Quote every line as written. Omit pictures.
***** Given data *****
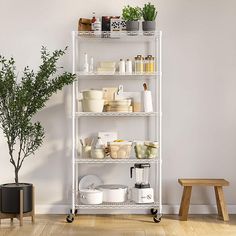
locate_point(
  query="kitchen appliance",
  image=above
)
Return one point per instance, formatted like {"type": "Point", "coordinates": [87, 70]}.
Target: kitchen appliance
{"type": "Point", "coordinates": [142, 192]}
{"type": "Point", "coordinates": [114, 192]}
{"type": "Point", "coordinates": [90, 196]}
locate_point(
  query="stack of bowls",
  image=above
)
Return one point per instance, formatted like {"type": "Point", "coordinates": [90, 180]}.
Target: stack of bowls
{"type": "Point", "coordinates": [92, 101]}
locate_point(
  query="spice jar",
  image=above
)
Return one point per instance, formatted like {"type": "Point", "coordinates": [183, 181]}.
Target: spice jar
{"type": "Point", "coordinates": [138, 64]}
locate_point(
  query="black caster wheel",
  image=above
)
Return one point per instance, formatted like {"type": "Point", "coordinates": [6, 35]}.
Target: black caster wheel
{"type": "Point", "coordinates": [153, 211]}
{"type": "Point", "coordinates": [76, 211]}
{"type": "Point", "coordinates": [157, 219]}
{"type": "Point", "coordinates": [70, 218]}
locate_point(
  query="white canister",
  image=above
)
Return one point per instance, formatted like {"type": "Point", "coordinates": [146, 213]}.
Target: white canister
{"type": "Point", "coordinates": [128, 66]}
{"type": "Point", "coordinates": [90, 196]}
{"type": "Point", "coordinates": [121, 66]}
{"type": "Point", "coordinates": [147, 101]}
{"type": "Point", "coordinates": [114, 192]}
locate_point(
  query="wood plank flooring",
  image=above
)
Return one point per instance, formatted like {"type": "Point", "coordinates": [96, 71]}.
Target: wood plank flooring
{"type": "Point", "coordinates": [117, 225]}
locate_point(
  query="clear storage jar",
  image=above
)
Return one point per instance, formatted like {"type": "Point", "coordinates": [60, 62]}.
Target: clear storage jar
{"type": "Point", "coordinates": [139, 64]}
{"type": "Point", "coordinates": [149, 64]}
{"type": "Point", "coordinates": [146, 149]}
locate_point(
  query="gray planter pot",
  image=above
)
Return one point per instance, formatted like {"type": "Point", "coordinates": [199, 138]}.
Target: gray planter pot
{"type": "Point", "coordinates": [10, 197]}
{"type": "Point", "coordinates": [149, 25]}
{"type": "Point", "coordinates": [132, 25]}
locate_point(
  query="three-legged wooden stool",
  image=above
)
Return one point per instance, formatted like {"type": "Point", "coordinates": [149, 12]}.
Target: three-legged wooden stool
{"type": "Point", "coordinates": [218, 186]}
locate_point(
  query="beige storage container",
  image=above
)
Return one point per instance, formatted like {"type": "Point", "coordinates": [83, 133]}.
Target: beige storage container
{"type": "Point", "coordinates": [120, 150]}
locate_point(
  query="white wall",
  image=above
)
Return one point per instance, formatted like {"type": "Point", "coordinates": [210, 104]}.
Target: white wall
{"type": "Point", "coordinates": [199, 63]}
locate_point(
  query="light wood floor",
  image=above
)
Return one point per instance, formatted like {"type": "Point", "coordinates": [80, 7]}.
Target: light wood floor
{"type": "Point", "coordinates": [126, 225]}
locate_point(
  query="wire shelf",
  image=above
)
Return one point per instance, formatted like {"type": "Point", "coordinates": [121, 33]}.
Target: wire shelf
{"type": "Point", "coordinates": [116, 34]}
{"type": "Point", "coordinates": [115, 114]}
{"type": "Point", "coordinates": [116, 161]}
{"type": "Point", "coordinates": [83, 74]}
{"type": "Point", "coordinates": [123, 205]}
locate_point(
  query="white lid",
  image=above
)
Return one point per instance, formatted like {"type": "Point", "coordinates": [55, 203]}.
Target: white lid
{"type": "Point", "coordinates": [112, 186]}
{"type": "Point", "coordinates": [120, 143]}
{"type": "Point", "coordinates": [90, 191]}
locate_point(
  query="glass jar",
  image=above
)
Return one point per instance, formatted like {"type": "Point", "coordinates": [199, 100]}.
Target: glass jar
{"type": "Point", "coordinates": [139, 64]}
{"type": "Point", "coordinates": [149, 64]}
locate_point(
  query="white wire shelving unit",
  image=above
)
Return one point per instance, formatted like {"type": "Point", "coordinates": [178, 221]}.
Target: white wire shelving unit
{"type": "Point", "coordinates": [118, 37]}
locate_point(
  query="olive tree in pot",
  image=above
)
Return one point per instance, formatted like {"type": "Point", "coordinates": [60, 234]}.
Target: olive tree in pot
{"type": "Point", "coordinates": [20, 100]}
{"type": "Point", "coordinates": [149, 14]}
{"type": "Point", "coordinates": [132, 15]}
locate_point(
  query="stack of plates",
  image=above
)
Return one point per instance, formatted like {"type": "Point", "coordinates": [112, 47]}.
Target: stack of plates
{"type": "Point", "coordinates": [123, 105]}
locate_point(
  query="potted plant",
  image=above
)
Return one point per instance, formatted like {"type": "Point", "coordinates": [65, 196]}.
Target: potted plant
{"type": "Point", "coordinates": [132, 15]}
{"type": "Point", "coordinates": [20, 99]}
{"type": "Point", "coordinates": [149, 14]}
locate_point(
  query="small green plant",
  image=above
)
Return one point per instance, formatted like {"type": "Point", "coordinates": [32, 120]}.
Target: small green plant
*****
**Task result**
locate_point(
  query="kitchen appliance",
  image=above
)
Return one point per instance, formatted like {"type": "Point", "coordinates": [87, 70]}.
Target: kitchen appliance
{"type": "Point", "coordinates": [142, 192]}
{"type": "Point", "coordinates": [114, 192]}
{"type": "Point", "coordinates": [90, 196]}
locate_point(
  query="stack of bowls",
  image=above
)
Return one point per instance, formatted like {"type": "Point", "coordinates": [90, 180]}.
Target: stack of bowls
{"type": "Point", "coordinates": [92, 101]}
locate_point(
  query="spice jar",
  image=above
)
Return one point per instance, formatted like {"type": "Point", "coordinates": [183, 181]}.
Target: spice jar
{"type": "Point", "coordinates": [138, 64]}
locate_point(
  query="black caster wheel",
  image=above
)
Return one point per instance, formatted like {"type": "Point", "coordinates": [6, 35]}.
Target: black caster wheel
{"type": "Point", "coordinates": [153, 211]}
{"type": "Point", "coordinates": [76, 211]}
{"type": "Point", "coordinates": [157, 219]}
{"type": "Point", "coordinates": [70, 218]}
locate_point(
  query="white canister",
  image=above
)
Return one point per instance, formatted like {"type": "Point", "coordinates": [146, 213]}.
Target: white canister
{"type": "Point", "coordinates": [128, 66]}
{"type": "Point", "coordinates": [90, 196]}
{"type": "Point", "coordinates": [121, 66]}
{"type": "Point", "coordinates": [147, 101]}
{"type": "Point", "coordinates": [114, 192]}
locate_point(
  query="wood plank flooring",
  image=above
)
Return one point per instance, formatted like {"type": "Point", "coordinates": [96, 71]}.
Target: wood plank flooring
{"type": "Point", "coordinates": [117, 225]}
locate_point(
  query="clear storage jar",
  image=above
)
Return one point per instance, formatted like {"type": "Point", "coordinates": [60, 62]}.
Target: clear storage jar
{"type": "Point", "coordinates": [139, 64]}
{"type": "Point", "coordinates": [149, 64]}
{"type": "Point", "coordinates": [146, 149]}
locate_point(
  query="gray planter pot",
  image=above
)
Return one point per instance, formatted like {"type": "Point", "coordinates": [199, 138]}.
Target: gray planter pot
{"type": "Point", "coordinates": [10, 197]}
{"type": "Point", "coordinates": [149, 25]}
{"type": "Point", "coordinates": [132, 25]}
locate_point(
  query="three-legged wooden stool",
  image=above
)
Return one point per instance, formatted like {"type": "Point", "coordinates": [149, 12]}.
Target: three-legged wooden stool
{"type": "Point", "coordinates": [218, 186]}
locate_point(
  query="beige storage container",
  image=above
)
Return one point per instance, formatted like {"type": "Point", "coordinates": [83, 133]}.
Target: beige storage container
{"type": "Point", "coordinates": [120, 150]}
locate_point(
  query="white wall",
  image=above
)
Return one point per instance, formatted like {"type": "Point", "coordinates": [210, 104]}.
Target: white wall
{"type": "Point", "coordinates": [199, 63]}
locate_point(
  query="light wood floor",
  image=above
)
Return one point per instance, formatted like {"type": "Point", "coordinates": [80, 7]}.
Target: light wood floor
{"type": "Point", "coordinates": [126, 225]}
locate_point(
  query="wire shelf",
  image=above
)
Return one point per instance, formatted like {"type": "Point", "coordinates": [121, 33]}.
Target: wire shelf
{"type": "Point", "coordinates": [116, 34]}
{"type": "Point", "coordinates": [115, 114]}
{"type": "Point", "coordinates": [116, 161]}
{"type": "Point", "coordinates": [83, 74]}
{"type": "Point", "coordinates": [123, 205]}
locate_point(
  query="white lid",
  image=above
)
Return one point per instance, formatted like {"type": "Point", "coordinates": [55, 203]}.
Target: white lid
{"type": "Point", "coordinates": [112, 186]}
{"type": "Point", "coordinates": [120, 143]}
{"type": "Point", "coordinates": [90, 191]}
locate_point(
  query="glass jar",
  image=above
)
Return one point per instance, formatted like {"type": "Point", "coordinates": [199, 100]}.
Target: glass jar
{"type": "Point", "coordinates": [139, 64]}
{"type": "Point", "coordinates": [149, 64]}
locate_point(
  query="white wire shelving unit",
  image=above
)
Return one point per instance, formatted like {"type": "Point", "coordinates": [178, 221]}.
Target: white wire shelving unit
{"type": "Point", "coordinates": [118, 37]}
locate_point(
  query="olive tree in pot",
  image=above
)
Return one point per instance, formatted like {"type": "Point", "coordinates": [60, 234]}.
Target: olive tree in pot
{"type": "Point", "coordinates": [20, 100]}
{"type": "Point", "coordinates": [149, 14]}
{"type": "Point", "coordinates": [132, 15]}
locate_point(
  query="stack of plates",
  image=above
)
Return one point per instance, formatted like {"type": "Point", "coordinates": [112, 47]}.
Target: stack of plates
{"type": "Point", "coordinates": [123, 105]}
locate_point(
  query="potted plant",
  image=above
)
Return one point per instance, formatted like {"type": "Point", "coordinates": [65, 196]}.
Target: potted plant
{"type": "Point", "coordinates": [132, 15]}
{"type": "Point", "coordinates": [20, 99]}
{"type": "Point", "coordinates": [149, 14]}
locate_point(
  query="small green plant",
  image=above
)
Return one point per instance, formatted like {"type": "Point", "coordinates": [32, 120]}.
Target: small green plant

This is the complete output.